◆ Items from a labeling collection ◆
* * *
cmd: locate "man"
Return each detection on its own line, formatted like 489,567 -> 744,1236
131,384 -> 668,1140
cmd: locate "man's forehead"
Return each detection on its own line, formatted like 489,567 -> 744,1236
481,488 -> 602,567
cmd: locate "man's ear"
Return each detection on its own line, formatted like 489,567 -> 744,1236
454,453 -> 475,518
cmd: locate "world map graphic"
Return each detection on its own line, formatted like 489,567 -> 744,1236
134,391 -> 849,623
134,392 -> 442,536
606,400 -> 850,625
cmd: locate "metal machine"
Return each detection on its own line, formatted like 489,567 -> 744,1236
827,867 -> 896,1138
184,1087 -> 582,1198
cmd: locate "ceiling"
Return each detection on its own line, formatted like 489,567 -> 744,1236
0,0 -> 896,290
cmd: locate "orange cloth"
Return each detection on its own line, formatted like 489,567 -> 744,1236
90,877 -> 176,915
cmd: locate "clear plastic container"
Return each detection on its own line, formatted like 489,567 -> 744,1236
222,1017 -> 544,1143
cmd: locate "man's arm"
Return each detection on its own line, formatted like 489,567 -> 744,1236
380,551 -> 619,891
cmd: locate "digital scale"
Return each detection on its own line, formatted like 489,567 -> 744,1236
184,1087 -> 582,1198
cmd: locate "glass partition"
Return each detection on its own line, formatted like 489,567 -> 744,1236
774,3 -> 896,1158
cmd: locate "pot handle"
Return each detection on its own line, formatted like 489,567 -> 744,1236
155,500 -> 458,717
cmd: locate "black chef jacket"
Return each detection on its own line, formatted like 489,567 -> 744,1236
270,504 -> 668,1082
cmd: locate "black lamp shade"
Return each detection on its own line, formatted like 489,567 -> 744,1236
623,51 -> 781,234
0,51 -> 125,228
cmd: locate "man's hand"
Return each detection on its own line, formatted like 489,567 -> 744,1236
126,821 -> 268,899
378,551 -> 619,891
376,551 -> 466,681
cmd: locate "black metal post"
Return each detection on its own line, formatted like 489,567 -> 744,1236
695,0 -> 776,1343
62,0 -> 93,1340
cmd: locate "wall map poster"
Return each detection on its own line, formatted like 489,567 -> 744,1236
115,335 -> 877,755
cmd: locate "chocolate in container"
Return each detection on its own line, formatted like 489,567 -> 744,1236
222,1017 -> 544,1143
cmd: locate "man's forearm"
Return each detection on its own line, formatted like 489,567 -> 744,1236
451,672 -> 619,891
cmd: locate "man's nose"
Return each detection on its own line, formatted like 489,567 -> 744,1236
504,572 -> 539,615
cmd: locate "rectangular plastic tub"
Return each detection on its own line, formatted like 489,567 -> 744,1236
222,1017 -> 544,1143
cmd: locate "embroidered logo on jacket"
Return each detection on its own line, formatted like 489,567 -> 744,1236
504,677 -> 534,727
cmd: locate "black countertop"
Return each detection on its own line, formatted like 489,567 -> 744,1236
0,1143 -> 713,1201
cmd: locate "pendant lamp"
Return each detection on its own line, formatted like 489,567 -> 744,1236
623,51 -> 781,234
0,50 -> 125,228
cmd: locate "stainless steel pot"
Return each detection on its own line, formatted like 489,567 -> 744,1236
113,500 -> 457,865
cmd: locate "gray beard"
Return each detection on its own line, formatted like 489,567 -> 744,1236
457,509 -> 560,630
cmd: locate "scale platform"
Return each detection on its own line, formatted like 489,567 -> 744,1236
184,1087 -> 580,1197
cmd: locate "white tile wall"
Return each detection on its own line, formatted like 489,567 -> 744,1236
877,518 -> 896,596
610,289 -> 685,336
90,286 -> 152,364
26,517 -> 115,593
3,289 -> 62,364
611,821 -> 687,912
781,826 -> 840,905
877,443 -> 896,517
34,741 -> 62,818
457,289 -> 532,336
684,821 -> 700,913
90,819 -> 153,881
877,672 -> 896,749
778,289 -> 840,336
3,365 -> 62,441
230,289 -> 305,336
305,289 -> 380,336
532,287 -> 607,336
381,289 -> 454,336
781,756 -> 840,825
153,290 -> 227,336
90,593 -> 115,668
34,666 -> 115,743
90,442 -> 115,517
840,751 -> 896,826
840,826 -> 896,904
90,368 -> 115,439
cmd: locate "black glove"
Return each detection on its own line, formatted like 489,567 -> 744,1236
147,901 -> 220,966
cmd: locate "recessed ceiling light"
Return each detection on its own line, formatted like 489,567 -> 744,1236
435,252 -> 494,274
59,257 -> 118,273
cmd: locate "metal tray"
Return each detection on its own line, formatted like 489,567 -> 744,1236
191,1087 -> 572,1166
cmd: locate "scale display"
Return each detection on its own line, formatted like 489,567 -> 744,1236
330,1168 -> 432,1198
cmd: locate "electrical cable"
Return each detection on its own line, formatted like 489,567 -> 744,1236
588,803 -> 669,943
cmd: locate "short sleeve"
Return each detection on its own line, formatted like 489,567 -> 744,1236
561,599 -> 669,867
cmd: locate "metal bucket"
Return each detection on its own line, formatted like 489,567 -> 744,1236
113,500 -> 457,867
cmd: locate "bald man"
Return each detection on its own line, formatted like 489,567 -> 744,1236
* * *
◆ Stated goal ◆
Scale the listing from its first line through the line with "454,453 -> 475,518". Write those lines again, requests included, with every coordinate in the answers multiplied by 2.4 and rounded to a whole number, halves going up.

◆ Written response ◆
cmd: locate "man"
Return each detection on its own line, formatted like 489,567 -> 744,1236
314,922 -> 1603,2736
cmd: locate "man's forehead"
Return each detection on its own line, formatted like 489,567 -> 744,1236
1154,1171 -> 1445,1361
cmd: locate "man's ear"
Return each detection on its own line, formatted like 489,567 -> 744,1236
1090,1087 -> 1140,1243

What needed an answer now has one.